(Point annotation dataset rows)
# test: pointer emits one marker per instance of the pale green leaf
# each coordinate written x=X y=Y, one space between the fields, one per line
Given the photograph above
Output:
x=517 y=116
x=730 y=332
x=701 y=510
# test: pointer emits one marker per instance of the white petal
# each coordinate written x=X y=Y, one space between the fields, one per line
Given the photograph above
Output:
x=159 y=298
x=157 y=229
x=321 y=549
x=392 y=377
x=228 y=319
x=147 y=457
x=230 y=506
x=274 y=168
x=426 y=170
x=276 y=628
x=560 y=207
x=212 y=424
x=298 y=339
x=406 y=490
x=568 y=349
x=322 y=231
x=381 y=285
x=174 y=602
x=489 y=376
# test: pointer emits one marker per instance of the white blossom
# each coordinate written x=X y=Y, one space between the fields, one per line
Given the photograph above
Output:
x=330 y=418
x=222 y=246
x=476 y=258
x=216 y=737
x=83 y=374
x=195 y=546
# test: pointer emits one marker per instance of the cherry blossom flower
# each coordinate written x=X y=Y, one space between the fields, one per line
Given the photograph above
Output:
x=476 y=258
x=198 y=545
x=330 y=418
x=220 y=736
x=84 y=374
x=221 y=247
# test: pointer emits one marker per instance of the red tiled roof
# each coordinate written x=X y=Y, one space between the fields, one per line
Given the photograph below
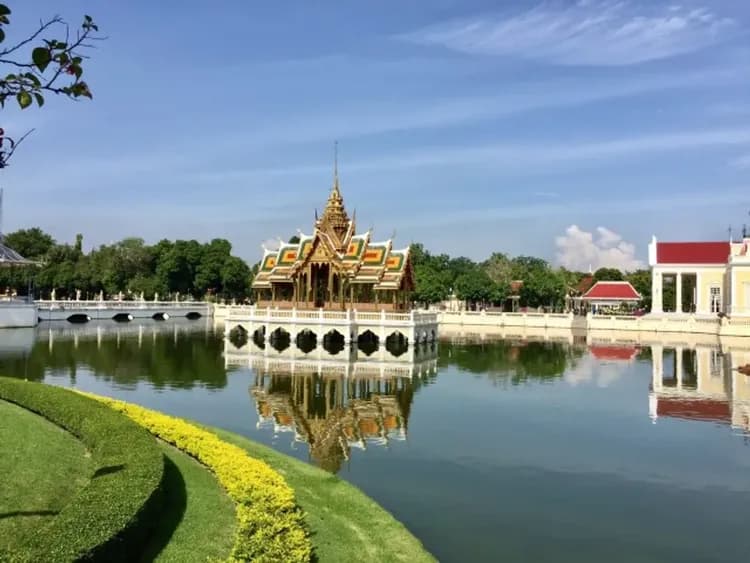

## Your objective
Copy every row above character for character, leaving out the pictures.

## Solution to the exercise
# test: pointer emits one marker per instance of the pale green leaf
# each coordinate written x=X y=Y, one space between the fields, one per line
Given the photograph above
Output:
x=517 y=116
x=730 y=332
x=701 y=510
# test: pointer emits one marker per instance of the white petal
# each coordinate written x=X y=Y, one space between the fields, one per line
Given the photograph above
Output:
x=159 y=298
x=157 y=229
x=321 y=549
x=392 y=377
x=228 y=319
x=147 y=457
x=230 y=506
x=274 y=168
x=426 y=170
x=276 y=628
x=560 y=207
x=212 y=424
x=298 y=339
x=406 y=490
x=568 y=349
x=322 y=231
x=381 y=285
x=174 y=602
x=489 y=376
# test: pointer emits one marker per instance of the white blossom
# each coordinate written x=X y=Y, one space between the fields, one per line
Given the photograph above
Output:
x=330 y=418
x=222 y=246
x=476 y=258
x=216 y=737
x=83 y=374
x=195 y=546
# test: pointer emits one marker per instance of the cherry blossom flower
# each coordinate written x=X y=Y, one space between the fields, one per line
Given the photograph above
Output:
x=476 y=258
x=198 y=545
x=330 y=418
x=220 y=736
x=84 y=374
x=221 y=247
# test: pointer emits one marker per instance of the red tiled roof
# each coordinate written x=X y=Y, one space between the fields, one per line
Given the photograph below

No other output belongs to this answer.